* [YOUR TASK] Copy the records starting at the line that has "by [[79, 318]]." and stopping after the line that has "[[300, 142], [136, 138], [136, 86]]", keeping every line. Multiply each point coordinate in the answers by 1.05 and round to whole numbers, with halves rounded up, leaving every other number unchanged.

── SUPPLIED MATERIAL

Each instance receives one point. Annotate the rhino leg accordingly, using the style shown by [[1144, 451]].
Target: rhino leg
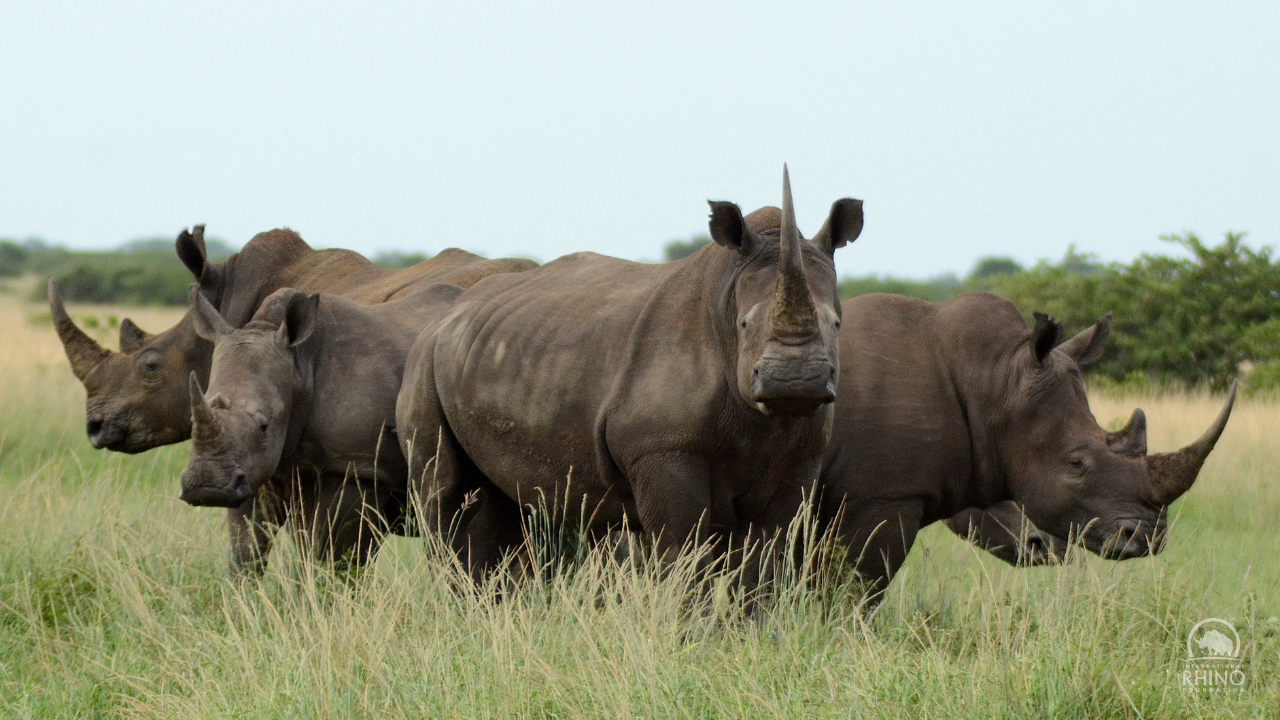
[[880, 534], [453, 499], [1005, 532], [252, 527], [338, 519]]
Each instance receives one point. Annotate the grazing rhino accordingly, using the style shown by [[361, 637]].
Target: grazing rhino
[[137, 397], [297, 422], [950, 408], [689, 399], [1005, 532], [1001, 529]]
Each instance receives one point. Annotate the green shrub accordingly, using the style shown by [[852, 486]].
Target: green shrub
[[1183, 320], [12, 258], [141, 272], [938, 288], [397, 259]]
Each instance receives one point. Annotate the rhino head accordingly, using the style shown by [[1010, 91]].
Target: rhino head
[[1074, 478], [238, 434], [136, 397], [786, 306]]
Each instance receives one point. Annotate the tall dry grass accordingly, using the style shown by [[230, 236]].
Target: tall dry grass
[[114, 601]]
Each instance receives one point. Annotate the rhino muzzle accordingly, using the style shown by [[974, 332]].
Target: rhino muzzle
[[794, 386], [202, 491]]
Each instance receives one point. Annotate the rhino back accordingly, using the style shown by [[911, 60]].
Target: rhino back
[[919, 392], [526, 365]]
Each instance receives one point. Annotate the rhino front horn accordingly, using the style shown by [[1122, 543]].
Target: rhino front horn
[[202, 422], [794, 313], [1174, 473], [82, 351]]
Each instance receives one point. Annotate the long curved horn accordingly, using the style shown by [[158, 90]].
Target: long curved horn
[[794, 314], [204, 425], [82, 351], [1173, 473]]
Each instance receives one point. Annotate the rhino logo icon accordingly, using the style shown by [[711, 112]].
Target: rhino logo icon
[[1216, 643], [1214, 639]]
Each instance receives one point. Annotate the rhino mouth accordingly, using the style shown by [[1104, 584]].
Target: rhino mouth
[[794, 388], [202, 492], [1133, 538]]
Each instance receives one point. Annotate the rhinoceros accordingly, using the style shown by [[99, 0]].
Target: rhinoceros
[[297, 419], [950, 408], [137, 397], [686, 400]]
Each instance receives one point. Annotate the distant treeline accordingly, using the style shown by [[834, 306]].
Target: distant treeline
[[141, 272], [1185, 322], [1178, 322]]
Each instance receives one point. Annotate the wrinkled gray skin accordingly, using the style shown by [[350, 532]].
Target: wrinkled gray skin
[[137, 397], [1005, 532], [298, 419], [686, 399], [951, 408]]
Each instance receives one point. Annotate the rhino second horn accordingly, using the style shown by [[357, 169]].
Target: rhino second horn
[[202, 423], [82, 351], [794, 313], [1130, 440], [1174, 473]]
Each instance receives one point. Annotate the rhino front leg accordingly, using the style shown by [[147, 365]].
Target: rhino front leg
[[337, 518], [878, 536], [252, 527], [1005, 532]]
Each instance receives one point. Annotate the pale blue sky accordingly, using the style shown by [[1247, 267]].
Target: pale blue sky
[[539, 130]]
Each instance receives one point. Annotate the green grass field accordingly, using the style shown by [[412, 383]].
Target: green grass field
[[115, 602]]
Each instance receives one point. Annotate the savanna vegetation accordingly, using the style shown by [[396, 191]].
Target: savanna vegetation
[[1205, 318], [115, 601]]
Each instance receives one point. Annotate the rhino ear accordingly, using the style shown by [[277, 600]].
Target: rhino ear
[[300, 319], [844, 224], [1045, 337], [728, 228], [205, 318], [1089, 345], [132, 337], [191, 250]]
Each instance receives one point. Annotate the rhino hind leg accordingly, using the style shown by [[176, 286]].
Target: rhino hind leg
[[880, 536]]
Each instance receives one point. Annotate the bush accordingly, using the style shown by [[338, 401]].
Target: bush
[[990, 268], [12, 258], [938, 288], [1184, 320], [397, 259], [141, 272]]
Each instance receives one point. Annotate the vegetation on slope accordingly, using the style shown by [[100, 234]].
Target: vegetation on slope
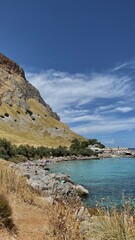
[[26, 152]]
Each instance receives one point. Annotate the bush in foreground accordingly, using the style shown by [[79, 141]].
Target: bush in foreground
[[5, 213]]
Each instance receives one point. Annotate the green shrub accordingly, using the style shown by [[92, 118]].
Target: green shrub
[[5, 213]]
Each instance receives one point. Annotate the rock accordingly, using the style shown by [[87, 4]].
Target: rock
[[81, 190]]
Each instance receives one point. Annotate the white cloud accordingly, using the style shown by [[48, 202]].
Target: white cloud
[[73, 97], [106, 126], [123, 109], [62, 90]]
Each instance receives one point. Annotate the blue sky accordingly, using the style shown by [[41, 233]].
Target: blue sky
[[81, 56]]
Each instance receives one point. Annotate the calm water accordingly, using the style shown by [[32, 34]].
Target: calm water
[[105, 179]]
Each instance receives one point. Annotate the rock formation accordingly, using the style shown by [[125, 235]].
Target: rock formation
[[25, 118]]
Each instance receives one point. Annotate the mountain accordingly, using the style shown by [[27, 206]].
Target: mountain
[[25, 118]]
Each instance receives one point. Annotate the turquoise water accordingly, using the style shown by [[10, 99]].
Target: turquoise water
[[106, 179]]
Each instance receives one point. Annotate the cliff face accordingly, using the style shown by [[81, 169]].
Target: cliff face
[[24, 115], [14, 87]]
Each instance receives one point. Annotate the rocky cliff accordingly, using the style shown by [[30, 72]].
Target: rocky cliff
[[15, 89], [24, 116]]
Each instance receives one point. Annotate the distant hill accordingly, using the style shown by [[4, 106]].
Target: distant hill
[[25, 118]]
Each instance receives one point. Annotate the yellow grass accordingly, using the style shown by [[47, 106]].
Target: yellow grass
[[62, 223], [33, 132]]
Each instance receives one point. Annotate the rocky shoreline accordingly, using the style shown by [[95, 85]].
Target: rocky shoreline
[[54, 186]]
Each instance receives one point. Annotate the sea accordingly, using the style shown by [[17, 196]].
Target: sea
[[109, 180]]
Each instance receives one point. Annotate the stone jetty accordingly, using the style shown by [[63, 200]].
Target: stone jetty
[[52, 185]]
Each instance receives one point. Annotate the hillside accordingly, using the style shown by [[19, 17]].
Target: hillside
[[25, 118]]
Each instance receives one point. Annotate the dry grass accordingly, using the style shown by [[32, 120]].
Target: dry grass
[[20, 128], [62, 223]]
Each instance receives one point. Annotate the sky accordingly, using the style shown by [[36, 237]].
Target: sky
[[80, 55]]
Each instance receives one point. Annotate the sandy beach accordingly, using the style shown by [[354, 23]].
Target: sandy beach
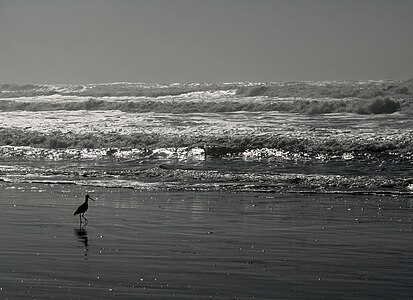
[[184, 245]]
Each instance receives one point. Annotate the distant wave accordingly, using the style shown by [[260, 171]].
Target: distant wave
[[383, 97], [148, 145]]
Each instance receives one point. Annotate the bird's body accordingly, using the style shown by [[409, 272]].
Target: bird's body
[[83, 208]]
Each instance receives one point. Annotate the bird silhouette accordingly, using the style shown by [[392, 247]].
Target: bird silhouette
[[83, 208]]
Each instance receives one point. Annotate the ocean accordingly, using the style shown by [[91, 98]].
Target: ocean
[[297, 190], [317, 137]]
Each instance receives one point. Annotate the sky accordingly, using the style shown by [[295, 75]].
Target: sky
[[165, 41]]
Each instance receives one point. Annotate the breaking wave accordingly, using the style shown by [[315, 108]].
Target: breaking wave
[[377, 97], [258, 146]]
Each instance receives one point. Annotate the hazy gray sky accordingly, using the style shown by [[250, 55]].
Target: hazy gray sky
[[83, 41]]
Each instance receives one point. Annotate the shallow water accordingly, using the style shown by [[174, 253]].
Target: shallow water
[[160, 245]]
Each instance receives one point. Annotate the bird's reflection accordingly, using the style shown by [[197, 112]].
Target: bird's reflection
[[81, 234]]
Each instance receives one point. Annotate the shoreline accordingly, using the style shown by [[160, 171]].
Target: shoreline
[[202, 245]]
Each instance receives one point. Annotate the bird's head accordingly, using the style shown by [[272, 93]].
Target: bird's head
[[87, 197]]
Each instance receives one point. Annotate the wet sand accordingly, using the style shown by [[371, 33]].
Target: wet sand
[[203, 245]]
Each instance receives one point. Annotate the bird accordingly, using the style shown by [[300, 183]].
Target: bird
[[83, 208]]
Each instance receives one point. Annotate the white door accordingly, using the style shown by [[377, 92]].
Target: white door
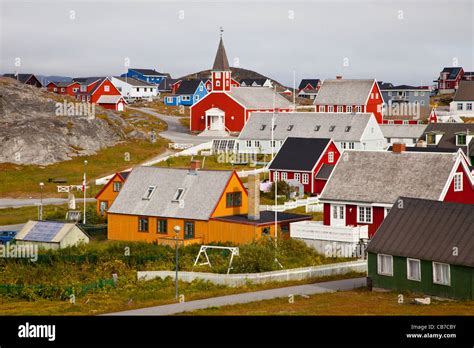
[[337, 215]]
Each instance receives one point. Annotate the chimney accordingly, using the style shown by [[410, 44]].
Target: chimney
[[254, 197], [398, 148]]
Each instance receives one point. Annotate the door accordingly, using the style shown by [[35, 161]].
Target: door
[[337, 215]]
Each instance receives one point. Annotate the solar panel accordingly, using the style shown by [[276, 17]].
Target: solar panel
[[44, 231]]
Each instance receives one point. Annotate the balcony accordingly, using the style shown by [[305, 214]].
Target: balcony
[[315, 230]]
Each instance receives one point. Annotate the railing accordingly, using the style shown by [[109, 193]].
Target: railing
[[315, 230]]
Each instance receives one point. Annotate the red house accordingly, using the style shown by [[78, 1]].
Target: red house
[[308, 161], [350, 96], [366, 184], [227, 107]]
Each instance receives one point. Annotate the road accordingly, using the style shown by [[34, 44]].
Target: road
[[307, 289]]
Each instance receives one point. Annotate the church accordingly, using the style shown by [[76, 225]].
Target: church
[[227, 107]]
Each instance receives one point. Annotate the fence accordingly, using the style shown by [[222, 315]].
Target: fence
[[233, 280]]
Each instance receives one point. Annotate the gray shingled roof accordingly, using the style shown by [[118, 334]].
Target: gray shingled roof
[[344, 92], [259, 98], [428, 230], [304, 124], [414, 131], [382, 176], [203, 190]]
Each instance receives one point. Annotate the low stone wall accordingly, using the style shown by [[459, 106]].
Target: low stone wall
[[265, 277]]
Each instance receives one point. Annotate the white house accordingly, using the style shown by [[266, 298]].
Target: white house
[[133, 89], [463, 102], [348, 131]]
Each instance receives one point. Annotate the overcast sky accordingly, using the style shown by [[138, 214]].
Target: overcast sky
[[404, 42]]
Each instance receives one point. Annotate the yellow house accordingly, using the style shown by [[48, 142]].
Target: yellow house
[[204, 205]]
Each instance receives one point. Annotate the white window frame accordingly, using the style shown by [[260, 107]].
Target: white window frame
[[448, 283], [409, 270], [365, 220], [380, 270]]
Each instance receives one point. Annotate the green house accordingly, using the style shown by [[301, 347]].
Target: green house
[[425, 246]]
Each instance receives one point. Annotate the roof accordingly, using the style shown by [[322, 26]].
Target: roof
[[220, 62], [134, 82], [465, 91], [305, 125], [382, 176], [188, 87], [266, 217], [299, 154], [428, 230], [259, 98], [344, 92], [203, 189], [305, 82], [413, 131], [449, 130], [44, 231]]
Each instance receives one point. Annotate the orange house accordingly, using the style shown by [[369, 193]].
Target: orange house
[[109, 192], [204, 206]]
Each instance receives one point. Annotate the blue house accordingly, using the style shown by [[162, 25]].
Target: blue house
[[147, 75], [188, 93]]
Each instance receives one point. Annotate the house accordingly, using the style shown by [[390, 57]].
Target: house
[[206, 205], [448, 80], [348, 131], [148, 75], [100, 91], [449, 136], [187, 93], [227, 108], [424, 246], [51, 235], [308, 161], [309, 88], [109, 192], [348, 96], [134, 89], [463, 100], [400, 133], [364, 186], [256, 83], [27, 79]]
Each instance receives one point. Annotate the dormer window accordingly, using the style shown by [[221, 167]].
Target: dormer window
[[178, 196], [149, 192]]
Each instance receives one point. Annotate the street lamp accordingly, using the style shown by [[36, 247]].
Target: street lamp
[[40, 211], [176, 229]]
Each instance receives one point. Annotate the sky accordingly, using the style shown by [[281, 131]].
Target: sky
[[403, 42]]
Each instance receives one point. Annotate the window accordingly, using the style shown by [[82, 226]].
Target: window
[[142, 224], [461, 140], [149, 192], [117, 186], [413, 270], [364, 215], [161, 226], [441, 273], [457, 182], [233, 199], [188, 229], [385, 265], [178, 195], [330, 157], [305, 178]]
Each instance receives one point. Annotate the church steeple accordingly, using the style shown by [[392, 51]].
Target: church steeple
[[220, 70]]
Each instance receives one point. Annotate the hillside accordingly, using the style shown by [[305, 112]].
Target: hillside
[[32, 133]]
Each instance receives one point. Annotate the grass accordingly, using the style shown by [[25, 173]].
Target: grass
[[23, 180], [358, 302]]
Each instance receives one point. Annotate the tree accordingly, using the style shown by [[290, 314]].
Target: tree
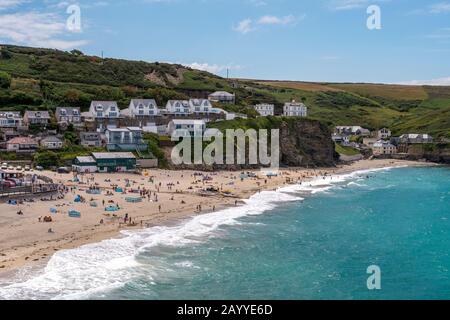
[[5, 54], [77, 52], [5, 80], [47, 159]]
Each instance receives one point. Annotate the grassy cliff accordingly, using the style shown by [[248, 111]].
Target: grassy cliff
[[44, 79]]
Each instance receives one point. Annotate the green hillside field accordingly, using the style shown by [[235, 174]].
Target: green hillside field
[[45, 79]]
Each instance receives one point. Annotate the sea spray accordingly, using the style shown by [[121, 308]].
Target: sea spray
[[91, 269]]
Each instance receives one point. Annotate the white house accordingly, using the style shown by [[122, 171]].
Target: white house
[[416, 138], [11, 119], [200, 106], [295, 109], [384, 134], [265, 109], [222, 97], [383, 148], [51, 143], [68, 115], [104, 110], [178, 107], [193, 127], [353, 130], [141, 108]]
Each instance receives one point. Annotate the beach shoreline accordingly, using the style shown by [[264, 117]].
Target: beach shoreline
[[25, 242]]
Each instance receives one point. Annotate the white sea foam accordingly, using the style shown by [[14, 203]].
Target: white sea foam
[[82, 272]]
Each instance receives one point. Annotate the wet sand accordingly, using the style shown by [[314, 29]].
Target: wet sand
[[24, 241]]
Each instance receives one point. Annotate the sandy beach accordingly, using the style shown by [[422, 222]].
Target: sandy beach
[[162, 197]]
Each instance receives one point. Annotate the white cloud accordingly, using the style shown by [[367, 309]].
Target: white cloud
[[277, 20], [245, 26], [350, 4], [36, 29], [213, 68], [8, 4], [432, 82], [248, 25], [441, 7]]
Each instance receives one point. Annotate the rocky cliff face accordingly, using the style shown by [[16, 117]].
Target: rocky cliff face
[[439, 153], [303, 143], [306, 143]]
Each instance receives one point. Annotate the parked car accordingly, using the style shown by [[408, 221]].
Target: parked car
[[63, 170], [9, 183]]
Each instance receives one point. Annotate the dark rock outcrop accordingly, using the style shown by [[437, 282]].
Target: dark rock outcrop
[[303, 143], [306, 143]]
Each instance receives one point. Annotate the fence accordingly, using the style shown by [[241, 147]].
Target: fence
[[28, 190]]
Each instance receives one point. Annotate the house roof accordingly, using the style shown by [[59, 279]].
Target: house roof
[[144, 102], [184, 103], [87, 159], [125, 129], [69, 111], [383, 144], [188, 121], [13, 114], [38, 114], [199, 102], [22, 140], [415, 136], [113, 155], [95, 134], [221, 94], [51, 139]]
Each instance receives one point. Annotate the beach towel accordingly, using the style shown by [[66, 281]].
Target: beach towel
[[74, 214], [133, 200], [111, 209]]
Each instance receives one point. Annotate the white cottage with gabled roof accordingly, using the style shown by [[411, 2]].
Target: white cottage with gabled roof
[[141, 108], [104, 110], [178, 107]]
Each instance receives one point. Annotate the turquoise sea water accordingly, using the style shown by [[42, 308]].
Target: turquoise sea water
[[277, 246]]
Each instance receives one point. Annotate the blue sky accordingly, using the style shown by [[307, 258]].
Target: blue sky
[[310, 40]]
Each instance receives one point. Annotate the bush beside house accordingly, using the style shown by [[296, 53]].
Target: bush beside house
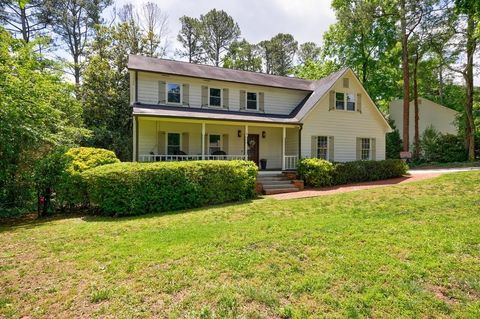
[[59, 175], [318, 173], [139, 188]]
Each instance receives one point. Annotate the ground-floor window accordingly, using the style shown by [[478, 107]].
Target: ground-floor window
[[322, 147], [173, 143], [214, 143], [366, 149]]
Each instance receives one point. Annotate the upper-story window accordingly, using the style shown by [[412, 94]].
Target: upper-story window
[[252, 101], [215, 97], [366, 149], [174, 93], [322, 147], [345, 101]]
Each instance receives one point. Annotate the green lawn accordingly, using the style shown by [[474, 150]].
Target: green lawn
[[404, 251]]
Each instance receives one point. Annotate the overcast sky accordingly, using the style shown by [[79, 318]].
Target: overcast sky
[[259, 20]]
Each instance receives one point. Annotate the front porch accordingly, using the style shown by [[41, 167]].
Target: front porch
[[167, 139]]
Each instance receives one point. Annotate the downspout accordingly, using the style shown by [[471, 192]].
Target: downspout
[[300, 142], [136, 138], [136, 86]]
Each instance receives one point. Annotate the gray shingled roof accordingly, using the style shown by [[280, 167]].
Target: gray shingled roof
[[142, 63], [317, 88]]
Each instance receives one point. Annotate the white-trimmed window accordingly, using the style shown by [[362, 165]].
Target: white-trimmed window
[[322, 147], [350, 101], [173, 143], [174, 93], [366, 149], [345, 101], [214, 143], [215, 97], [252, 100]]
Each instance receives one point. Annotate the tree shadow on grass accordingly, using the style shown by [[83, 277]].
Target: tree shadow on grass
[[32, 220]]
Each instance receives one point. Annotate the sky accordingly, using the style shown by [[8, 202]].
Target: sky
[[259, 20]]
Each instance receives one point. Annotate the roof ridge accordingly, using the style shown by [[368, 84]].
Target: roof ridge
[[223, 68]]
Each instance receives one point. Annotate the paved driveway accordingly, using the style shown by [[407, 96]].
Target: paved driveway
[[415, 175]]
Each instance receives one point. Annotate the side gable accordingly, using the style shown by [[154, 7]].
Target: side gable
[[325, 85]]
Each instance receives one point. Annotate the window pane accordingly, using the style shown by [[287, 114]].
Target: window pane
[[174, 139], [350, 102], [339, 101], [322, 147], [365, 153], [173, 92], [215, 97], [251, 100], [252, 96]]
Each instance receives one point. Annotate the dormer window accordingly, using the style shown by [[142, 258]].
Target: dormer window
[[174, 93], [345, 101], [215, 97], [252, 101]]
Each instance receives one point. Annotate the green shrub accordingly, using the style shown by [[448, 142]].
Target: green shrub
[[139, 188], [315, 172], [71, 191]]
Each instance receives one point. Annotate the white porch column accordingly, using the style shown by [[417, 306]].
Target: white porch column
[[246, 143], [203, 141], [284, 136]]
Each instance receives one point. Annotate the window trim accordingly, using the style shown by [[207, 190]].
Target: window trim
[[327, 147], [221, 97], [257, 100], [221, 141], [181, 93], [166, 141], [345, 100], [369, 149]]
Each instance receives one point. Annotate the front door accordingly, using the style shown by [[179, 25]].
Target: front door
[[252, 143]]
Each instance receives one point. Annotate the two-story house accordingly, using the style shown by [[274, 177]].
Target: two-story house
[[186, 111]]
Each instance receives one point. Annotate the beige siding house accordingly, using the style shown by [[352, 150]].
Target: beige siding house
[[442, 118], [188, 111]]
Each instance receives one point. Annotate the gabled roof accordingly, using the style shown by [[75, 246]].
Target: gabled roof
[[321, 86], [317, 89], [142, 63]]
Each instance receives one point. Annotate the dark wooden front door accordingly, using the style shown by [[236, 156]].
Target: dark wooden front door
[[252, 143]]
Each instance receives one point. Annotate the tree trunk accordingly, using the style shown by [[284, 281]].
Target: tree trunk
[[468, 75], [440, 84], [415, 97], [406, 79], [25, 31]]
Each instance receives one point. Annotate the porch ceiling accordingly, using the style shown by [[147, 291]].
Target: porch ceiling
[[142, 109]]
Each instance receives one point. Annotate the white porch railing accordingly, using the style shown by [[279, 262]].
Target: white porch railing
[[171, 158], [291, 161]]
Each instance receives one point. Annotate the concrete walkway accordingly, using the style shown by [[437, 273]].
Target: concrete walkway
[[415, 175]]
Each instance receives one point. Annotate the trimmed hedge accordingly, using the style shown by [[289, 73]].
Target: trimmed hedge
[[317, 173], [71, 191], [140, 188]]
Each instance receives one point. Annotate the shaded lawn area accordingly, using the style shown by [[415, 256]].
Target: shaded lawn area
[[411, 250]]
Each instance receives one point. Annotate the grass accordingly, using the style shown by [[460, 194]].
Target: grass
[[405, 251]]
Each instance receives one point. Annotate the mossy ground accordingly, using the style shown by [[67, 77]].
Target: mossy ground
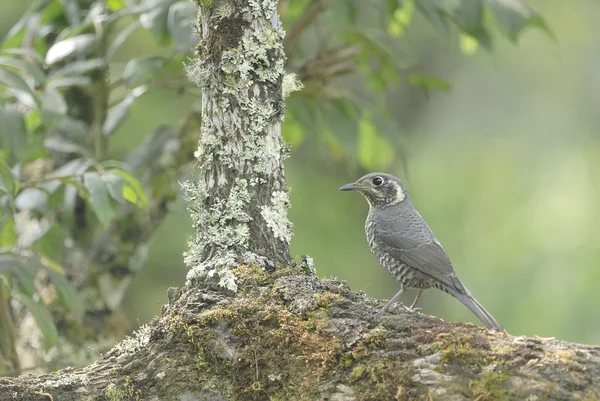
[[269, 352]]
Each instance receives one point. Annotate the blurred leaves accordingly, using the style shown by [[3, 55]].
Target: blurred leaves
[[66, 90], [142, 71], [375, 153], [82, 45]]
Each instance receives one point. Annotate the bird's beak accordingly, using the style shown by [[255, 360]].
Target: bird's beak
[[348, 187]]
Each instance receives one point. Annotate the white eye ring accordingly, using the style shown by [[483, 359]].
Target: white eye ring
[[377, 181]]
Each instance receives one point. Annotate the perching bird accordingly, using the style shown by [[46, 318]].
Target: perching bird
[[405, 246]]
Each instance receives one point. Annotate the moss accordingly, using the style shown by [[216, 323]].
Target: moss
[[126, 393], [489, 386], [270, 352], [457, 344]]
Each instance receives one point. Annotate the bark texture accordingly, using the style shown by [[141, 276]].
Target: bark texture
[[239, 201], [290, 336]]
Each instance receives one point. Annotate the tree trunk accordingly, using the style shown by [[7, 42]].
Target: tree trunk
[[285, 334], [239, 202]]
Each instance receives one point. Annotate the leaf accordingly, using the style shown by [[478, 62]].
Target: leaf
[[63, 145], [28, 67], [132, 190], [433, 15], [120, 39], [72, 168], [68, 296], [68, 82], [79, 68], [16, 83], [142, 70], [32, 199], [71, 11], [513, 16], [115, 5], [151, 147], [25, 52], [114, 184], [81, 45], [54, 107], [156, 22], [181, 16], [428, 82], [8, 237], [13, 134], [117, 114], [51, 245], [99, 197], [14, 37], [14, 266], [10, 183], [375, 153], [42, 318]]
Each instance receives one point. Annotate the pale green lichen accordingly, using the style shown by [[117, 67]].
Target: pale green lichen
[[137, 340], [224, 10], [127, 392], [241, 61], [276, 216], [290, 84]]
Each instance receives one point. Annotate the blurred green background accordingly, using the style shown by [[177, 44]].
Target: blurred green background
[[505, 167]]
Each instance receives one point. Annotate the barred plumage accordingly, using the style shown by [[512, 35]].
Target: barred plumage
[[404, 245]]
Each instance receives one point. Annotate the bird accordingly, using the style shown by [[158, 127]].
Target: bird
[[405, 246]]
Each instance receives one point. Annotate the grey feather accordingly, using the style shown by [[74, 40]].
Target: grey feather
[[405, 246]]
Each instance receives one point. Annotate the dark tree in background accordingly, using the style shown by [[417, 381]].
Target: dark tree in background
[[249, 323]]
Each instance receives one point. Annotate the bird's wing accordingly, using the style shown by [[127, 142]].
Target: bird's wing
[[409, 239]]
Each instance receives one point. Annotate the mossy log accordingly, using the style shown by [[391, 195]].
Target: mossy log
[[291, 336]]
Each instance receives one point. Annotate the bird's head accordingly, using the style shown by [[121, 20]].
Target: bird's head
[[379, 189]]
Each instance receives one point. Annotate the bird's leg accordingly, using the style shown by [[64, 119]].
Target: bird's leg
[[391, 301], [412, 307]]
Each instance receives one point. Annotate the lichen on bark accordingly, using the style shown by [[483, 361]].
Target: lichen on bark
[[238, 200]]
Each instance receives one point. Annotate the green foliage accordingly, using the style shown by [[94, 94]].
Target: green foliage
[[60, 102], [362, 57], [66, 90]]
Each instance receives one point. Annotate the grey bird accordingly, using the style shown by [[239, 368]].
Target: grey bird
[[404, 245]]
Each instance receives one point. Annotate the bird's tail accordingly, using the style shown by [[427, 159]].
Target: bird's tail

────

* [WORKED ANSWER]
Each instance receives one point. Annotate the overcast sky accordingly, using the style shown by [[79, 318]].
Target: overcast sky
[[272, 21]]
Each instance receives one point. Annotate the front porch accordingly, using the style shown by [[41, 167]].
Target: front porch
[[175, 146]]
Each instance receives one point. Annotate the downspout accordingly, using the style shown by [[471, 192]].
Target: downspout
[[315, 149], [143, 145], [143, 90]]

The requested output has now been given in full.